WORK REQUIRED: Without changing a character, return the entries, but not the images they hold.

EXERCISE INPUT:
** START **
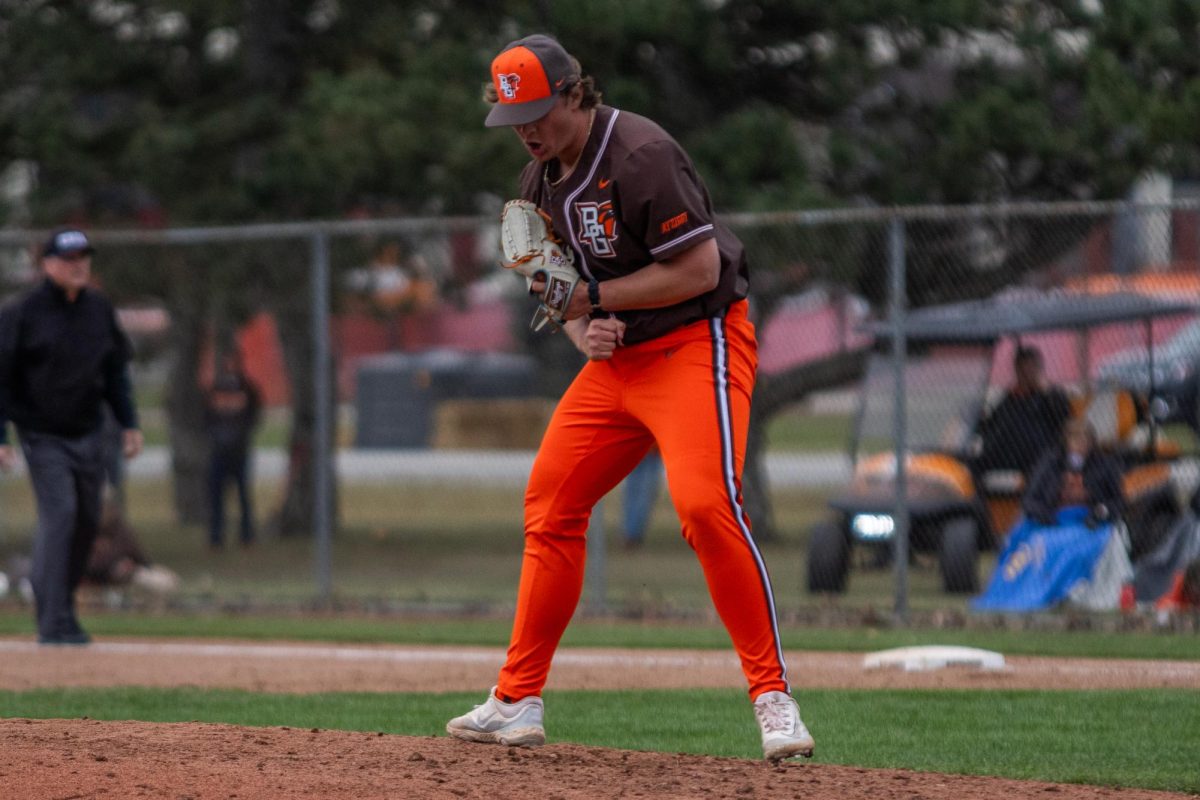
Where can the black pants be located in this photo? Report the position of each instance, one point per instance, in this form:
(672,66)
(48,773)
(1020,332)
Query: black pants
(223,469)
(67,475)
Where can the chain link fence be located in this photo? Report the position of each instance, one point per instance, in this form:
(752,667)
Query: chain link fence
(405,397)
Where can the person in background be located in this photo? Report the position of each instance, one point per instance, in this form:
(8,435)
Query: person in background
(1075,474)
(63,358)
(232,414)
(118,558)
(1029,419)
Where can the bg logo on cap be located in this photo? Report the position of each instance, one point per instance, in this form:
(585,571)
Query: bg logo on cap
(509,84)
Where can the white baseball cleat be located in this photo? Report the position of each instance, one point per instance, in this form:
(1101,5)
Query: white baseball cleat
(784,734)
(517,725)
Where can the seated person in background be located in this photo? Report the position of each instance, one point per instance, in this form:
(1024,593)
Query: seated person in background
(1027,421)
(1077,474)
(117,558)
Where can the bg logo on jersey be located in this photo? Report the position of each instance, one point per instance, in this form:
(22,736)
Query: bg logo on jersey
(598,227)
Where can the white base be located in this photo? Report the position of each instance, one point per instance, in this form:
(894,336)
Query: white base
(934,656)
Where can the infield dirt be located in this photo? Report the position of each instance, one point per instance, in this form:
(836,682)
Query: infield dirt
(88,758)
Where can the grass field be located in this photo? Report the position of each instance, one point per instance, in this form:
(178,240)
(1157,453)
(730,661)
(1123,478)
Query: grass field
(1062,737)
(461,545)
(592,632)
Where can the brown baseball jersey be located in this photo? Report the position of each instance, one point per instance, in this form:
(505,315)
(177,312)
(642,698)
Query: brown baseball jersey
(635,198)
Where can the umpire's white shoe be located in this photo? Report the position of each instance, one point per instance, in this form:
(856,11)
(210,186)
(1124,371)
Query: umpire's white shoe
(502,723)
(784,734)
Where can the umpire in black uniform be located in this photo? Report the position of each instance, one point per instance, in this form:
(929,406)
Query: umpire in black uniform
(63,356)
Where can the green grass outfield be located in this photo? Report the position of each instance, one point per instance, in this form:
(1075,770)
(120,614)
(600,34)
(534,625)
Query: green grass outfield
(589,632)
(1143,739)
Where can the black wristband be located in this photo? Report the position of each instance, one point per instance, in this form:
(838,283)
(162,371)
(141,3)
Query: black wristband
(594,295)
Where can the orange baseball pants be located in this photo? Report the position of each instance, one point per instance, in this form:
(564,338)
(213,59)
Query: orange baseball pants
(690,392)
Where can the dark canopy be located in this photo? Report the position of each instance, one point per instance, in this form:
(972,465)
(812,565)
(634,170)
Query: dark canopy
(1014,313)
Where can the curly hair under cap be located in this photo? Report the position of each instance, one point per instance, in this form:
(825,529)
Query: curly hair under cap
(591,97)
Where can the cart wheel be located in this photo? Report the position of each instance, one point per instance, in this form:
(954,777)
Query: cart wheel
(828,558)
(959,555)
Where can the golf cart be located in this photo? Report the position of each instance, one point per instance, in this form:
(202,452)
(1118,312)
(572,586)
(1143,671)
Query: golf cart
(957,355)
** END **
WRITTEN REPLY:
Where can the black pants be located in this photo? Report the position of each instance, one point per instance, in this form:
(672,66)
(48,773)
(1020,332)
Query: black pants
(223,469)
(67,475)
Where can the chain link fence be located in this photo? Report the position of each instance, one point per instance, in this form:
(752,667)
Query: chain link fence
(405,397)
Where can the person in background be located in this photo? Report the position of each instance, one point per instance, in this form:
(8,435)
Query: person in background
(1075,474)
(63,358)
(232,414)
(118,558)
(1029,419)
Where can the bg logo on cap be located in this photo? Report the position of each instance, one point per instance, in this form:
(585,571)
Query: bg logo on cap
(509,84)
Where can the white baseball cleat be located in this photo? Report the position of each instance, one point per instance, in this form:
(1101,5)
Query: white baseball cleat
(784,734)
(517,725)
Where can the seated person in background be located in this photo? Report the position of each instance, one point per instance, in this form:
(1024,593)
Query: seated person in background
(1027,421)
(1077,474)
(117,558)
Where can the bg logo on jersey be located in this photo? Report the position of each instance, one point per instance, in this form:
(22,736)
Query: bg logo on jersey
(598,227)
Where can the white base be located in this photo? Report the position of each instance, one point per instance, in this form:
(894,336)
Query: white base
(934,656)
Where can the infield dirt be located in this photo? Report the position of each instance, one point per instance, in this form:
(836,682)
Query: infield dirt
(88,758)
Where can the grass field be located in this photo? Report the position of each instance, one point per instance, in this form:
(178,240)
(1157,453)
(730,661)
(1123,478)
Query: grass field
(1062,737)
(461,545)
(592,632)
Where can the brown baseball jersey be located in this photo? Report the position of each instance, one point per instance, in this form:
(505,315)
(177,312)
(642,698)
Query: brown baseball jersey
(635,198)
Where can the umpire's white shoe be located in this photo? Report the position of each instance, one point per instance, in this form:
(856,11)
(210,186)
(1124,371)
Query: umpire's white shoe
(502,723)
(784,734)
Where can the umpire in black uniform be located in this photo? Report the position of each instance, one point per instance, in this form:
(929,406)
Query: umpire in black uniform
(63,356)
Where can the green grass outfield be located in this photo? Report the position of each instance, one point per instance, in this form:
(1075,770)
(120,614)
(600,34)
(534,625)
Query: green grass outfield
(589,632)
(1143,739)
Where can the black wristband be located in this photo? Report the position of each instance, one point per instance, in this form:
(838,283)
(162,371)
(141,3)
Query: black wristband
(594,295)
Where can the orange baseball pants be located in this photo? Report the position of each instance, one point per instance, in this form:
(564,338)
(213,59)
Query: orange baseball pants
(690,392)
Where can the dark canopy be located in this photo? Report the position of each instance, one point per instance, in this form:
(972,465)
(812,565)
(634,170)
Query: dark canopy
(1014,313)
Where can the curly hair under cap be located in this photo? Report the position of each instance, one point per instance, in this form:
(825,529)
Query: curly hair under cap
(591,97)
Where can the cart wheel be located in this photo? Report the position of each instance, one point per instance, in this form:
(954,777)
Query: cart wheel
(828,558)
(959,555)
Where can the golf cart be located in this photo? Report the position of each instance, one point per instance, in this form:
(202,452)
(1118,312)
(572,586)
(1143,671)
Query: golf cart
(957,355)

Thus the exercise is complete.